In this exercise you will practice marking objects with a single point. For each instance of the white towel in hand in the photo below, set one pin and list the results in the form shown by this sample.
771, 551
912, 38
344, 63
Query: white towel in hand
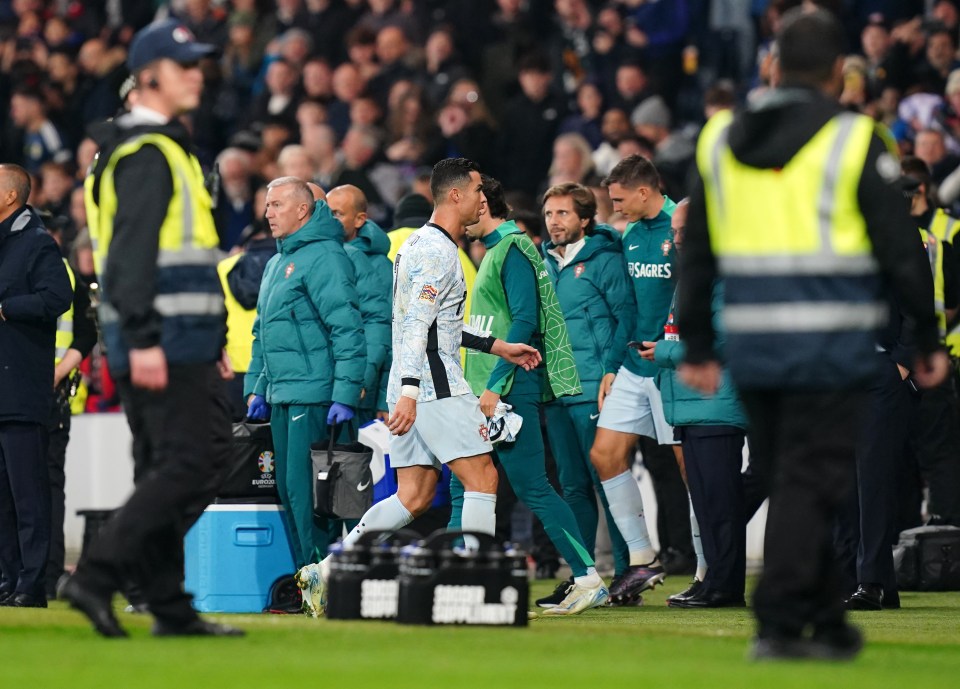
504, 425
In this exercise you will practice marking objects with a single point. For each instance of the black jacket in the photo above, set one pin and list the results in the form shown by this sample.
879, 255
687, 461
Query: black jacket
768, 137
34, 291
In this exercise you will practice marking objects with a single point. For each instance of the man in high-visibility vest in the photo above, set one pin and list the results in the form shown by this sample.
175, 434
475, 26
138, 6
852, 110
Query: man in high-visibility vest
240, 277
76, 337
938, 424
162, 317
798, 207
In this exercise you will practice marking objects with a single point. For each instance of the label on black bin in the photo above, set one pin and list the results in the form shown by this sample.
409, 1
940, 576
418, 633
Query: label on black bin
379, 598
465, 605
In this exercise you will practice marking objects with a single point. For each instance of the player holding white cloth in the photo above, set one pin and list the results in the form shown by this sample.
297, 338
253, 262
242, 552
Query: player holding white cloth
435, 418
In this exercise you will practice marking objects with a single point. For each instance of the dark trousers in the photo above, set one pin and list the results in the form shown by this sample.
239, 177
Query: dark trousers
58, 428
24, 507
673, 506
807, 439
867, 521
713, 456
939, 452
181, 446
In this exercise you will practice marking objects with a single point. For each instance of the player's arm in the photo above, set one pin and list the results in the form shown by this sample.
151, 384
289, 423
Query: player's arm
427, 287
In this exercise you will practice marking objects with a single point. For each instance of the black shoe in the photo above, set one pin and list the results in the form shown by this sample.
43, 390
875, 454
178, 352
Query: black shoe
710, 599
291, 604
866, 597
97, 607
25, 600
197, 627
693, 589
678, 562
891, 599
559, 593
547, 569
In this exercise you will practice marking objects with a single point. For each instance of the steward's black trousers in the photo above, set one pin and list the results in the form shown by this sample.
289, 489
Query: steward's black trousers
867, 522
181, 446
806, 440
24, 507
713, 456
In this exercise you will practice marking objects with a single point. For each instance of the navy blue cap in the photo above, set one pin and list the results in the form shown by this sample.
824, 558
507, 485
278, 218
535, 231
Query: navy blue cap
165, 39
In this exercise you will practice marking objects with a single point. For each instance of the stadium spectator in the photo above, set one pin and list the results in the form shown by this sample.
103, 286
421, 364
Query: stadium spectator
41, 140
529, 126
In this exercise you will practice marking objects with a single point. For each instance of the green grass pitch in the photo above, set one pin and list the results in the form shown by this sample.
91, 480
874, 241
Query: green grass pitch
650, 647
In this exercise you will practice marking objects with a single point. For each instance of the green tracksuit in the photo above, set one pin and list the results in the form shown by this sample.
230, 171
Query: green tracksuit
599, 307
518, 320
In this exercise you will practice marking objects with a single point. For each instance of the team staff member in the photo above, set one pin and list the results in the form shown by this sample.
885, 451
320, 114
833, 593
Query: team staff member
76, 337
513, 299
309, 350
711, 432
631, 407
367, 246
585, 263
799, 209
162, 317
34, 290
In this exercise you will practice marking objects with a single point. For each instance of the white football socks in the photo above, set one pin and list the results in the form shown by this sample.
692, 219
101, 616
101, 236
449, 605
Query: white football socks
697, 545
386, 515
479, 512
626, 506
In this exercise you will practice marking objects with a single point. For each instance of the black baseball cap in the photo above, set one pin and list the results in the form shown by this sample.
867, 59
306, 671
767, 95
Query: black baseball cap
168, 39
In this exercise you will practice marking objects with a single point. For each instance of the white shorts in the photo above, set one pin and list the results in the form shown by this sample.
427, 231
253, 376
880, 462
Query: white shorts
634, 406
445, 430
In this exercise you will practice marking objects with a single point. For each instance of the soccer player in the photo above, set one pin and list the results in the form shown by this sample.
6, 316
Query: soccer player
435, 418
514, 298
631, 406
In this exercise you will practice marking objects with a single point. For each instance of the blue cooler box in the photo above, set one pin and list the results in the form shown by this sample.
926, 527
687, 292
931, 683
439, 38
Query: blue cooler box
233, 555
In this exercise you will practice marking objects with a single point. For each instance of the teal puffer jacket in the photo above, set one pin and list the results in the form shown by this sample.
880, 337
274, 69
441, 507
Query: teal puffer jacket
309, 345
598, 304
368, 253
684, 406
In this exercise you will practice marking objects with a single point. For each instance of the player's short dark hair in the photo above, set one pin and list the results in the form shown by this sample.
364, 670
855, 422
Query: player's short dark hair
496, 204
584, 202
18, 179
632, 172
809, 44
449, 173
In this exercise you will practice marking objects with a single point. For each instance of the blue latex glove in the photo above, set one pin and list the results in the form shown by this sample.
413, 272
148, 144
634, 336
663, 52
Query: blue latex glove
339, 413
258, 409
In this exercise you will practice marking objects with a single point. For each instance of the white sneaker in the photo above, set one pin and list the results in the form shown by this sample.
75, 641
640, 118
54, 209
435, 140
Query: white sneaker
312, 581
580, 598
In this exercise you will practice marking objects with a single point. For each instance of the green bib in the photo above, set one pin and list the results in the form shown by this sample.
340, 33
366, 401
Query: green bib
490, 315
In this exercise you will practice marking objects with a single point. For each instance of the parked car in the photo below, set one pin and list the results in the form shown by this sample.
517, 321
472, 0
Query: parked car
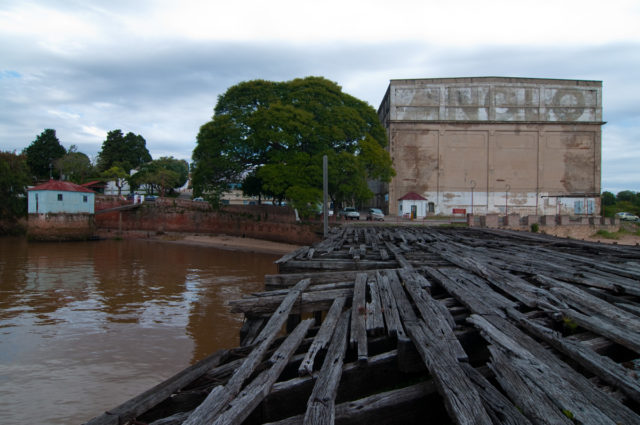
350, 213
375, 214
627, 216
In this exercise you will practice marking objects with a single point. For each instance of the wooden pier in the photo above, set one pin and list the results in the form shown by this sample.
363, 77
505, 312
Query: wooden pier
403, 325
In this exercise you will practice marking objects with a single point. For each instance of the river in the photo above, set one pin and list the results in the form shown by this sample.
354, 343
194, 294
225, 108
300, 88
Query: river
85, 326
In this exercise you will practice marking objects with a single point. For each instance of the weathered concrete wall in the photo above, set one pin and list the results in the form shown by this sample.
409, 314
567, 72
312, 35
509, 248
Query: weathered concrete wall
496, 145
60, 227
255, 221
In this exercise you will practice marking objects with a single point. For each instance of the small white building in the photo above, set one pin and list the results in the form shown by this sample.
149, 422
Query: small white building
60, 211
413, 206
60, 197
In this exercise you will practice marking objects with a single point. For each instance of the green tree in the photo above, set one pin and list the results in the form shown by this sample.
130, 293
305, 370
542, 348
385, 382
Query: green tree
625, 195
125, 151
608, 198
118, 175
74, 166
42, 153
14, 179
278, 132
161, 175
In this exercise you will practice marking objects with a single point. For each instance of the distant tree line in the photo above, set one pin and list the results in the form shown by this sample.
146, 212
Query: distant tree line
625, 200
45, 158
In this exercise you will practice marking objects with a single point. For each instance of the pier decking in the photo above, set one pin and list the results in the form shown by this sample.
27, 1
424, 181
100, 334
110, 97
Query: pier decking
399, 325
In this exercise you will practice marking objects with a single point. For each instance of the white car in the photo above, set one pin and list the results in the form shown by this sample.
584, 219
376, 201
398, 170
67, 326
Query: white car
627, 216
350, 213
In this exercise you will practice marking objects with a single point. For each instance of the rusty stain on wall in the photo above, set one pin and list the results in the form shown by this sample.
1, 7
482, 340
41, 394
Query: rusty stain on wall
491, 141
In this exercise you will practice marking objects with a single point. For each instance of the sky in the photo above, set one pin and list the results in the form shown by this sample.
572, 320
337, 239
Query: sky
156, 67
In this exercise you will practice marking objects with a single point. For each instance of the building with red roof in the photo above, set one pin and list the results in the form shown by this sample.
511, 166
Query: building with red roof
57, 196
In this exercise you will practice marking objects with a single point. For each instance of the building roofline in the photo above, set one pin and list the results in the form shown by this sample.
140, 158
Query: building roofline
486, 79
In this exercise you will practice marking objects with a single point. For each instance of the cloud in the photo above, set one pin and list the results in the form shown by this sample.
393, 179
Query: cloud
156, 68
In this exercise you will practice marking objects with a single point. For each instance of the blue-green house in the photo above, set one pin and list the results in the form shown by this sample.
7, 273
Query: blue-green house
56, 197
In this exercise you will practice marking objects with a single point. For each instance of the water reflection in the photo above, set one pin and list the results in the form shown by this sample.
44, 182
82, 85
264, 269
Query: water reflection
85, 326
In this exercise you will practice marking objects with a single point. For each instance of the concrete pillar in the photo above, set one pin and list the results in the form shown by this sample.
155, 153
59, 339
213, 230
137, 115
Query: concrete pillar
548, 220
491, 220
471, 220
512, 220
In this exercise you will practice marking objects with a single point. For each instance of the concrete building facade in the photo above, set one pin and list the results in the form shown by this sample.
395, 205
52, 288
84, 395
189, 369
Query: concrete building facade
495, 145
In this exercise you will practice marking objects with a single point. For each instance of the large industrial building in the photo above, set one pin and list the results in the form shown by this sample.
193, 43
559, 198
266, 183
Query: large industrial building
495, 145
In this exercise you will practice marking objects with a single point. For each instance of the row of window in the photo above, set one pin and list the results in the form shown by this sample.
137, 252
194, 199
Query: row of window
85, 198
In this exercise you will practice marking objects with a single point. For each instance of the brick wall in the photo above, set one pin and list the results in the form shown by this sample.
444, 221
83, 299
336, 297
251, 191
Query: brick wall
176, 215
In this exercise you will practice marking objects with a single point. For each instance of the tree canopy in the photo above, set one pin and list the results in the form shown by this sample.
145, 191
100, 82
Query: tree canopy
———
• **Exercise objective**: Put the material into a numbered list, starting at the line that contains "the concrete pillar" and ending at the final line. Skip any blank lines.

• **Output**:
1. In this exercise you will practice marking objects with a single point. For each instance of the concrete pillar in the photo above, set one pin and list the results in the form shown by this sample.
2. 155, 153
3. 59, 339
4. 213, 230
5. 137, 115
6. Query: concrete pillar
7. 548, 220
8. 491, 220
9. 471, 220
10. 512, 220
11. In this exercise you will practice marking objects with a single point. For each instance of the concrete building facade in the photo above, set one pin and list the results in the form shown by this sample.
12. 395, 205
13. 52, 288
14. 84, 395
15. 189, 369
16. Query: concrete building facade
17. 495, 145
18. In this exercise you will practice marking objects with a single point. For each instance of the large industrial building in the photo above, set one pin and list the results in the form shown by this sample.
19. 193, 43
20. 559, 198
21. 266, 183
22. Query: large industrial building
23. 495, 145
24. In this exercise you will practice marking objects with a single point. For each instance of the row of window in the photo above, set one pin and list the results in the form shown by this sample.
25. 137, 252
26. 194, 199
27. Query: row of window
28. 85, 198
29. In this exercise you will practice marking objects with a single point. For each instance of the brick wall in the photo above, set one pin and list the results in the form shown by this sample.
30. 444, 221
31. 83, 299
32. 336, 297
33. 251, 191
34. Query: brick wall
35. 176, 215
36. In this exercise you will practice marking objects with a single point. For each instance of the tree canopy in the photo above, set one pin and list the results in the form shown by this sample.
37. 145, 191
38. 100, 82
39. Query: tree canopy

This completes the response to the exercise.